- **WORK TO COMPLETE**:
- a) From the piece on grown children, list the ways in which the writer says the two boys are not completely independent.
- b) Copy everything in the piece on grown children from "How many of" down to "world wide universe.", but swap each "issues" for "problems".
- c) Write the next part of the piece on grown children, picking up right after its last sentence.

- **PROVIDED TEXT**:
:::

How many of you are having issues with your grown children? I don’t mean the kind of issues that involve misbehaving, drug use, partying, flunking out of college, road trips that go nowhere, getting girls pregnant, making a first bad marriage, ending up in a cave in the Canary Islands smoking a lot of dope. Need I say more? I mean the issues that involve being a grown up, an adult, a functioning member of the world wide universe.
It’s come to my attention many times in the last fifteen years that although I raised my two boys to be independent, they are not completely independent emotionally, psychologically, financially – physically they are because they were raised by a mother who belabored healthy eating and exercise. They flew the coop and landed on their feet, maybe a little off balance, but they landed nevertheless. So they are on their own.

:::

- **EXERCISE DATA**:
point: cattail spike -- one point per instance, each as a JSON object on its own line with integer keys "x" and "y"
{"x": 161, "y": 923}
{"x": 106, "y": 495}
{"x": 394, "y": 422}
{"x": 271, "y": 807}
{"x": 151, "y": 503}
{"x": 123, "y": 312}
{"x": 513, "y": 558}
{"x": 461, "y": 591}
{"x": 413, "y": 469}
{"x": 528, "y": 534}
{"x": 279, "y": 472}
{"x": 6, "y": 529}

:::

- **ANSWERS**:
- a) Emotionally, psychologically, financially

- b)
How many of you are having problems with your grown children? I don’t mean the kind of problems that involve misbehaving, drug use, partying, flunking out of college, road trips that go nowhere, getting girls pregnant, making a first bad marriage, ending up in a cave in the Canary Islands smoking a lot of dope. Need I say more? I mean the problems that involve being a grown up, an adult, a functioning member of the world wide universe.

- c)
Really? Supposed to be …..right. NOT! Oh, yeah, they are on their own in the sense that they are raising their families and running businesses in slumping economic times and don’t want parental interference except when needed and that usually involves emotional or financial support. I’m there for that and anything else. Want a loan? Sure. I’m okay with 4% interest since it matches the interest in my bond portfolio? Okay, you’re my son and that’s cool. I can help out for the next ten years even though it may be possible to make a more healthy percent on my money on the next real estate investment. Don’t be greedy, Mom. I’m hear to be a cheerleader when some snake billionaire wants to high jack my son’s company, dilute all the stockholders (hey, I’m one of those stockholders!), clear the board of directors of all former investors and fire my son. Hey, I’m there! I’m there with calling the bastard names, too. I’m there to take care of the grandkids when called upon, when I’m in town, once every five or six weeks, and to console my daughter in law’s mother in time of marital crisis. Oh, really, that’s the easy part for me because I know all about that marriage dissolution thing and besides I really love her as a friend.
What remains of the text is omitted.